***** TEXTO DO DOCUMENTO *****
É isso mesmo que Joanne Harris faz com perícia: enfia-nos, sem pedir licença, na cabeça das pessoas mais abjetas. Sem pudor. Sem medo.
Esta é também uma estória sobre outros personagens, aqueles que criamos nesta rede virtual, todos os dias, uns por não terem mais que fazer, outros por preguiça ou inércia, outros por não ousarem sê-lo fora do ecrã, outros por lhes faltar a alma, outros porque sim ou porque não. A forma como nos pintamos, produzimos, enganamos, mentimos, ou dizemos a verdade sem querer dizê-la, expondo-nos sem querer fazê-lo. E a possibilidade de tudo, afinal, não passar de uma mentira que fabricamos, alguém que inventamos; alguém que ambicionamos ser; alguém de quem fugimos e para quem somos atraídos irremediavelmente. E também a figura estúpida que tantas vezes fazemos, sem disso nos apercebermos, quando deixamos comentários a aplaudir aquilo que não fazemos a mínima ideia do que se trata, porque as palavras ocultam, as mais das vezes, mundos de que não conhecemos sequer a superfície.
Uma estória que nos deixa presos no suspense até ao fim, que nos surpreende, como só ela sabe surpreender, e que, no fim, revela tanto de nós mesmos. E o mistério persiste, mesmo depois da última palavra.



Um pai em nascimento, José Eduardo Agualusa

"O meu filho está na idade do polvo - a todo o momento nascem-lhe imprevistos braços e as respectivas mãos." É assim que começa uma das crónicas do livro de José Eduardo Agualusa, Um Pai em Nascimento. Lembrava-me desta frase, nunca mais a esqueci, desde um dia, já há alguns anos, em que achei que não havia melhor forma de descrever aquela idade em que as crianças se lançam na exploração do mundo, virando-o de pernas para o ar, e nós com ele, pelo que agarrei na Pais & Filhos de então e fotocopiei a última página (espero que não se lembrem de me autuar por atentado aos direitos de autor ao fim de tanto tempo) para levar para uma sessão de formação que leccionava na altura a um grupo de futuras amas e auxiliares de educação. Lembro-me, aliás, que o que realmente pretendia era introduzir alguma corrente de ar, digamos assim, naquelas sessões, onde tinha de ir falando sobre as primeiras etapas do desenvolvimento infantil. Uma aragem fresca num assunto que facilmente se pode tornar monótono e aborrecido.
***** DADOS FORNECIDOS *****
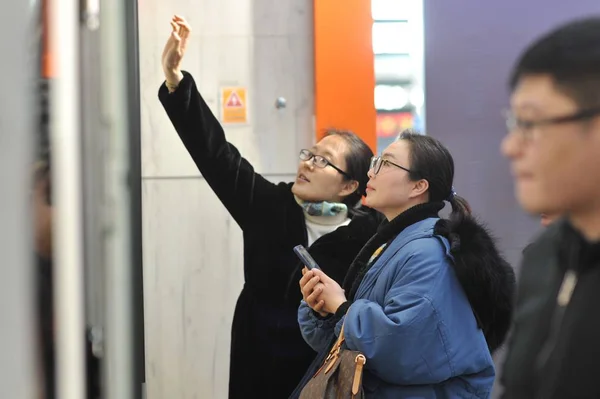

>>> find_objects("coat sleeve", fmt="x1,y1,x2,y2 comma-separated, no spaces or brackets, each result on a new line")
*****
DETALHES DA TAREFA:
Indique se cada afirmação concorda com o texto do documento, respondendo sim ou não e citando as palavras exatas do texto que o decidem.
1. A frase sobre a "idade do polvo" abre uma das crónicas de Um Pai em Nascimento.
2. A página fotocopiada da Pais & Filhos era a primeira.
3. O mistério da estória termina com a última palavra.

RESULTADO DO EXERCÍCIO:
1. Sim: "É assim que começa uma das crónicas do livro de José Eduardo Agualusa, Um Pai em Nascimento."
2. Não: "fotocopiei a última página"
3. Não: "E o mistério persiste, mesmo depois da última palavra."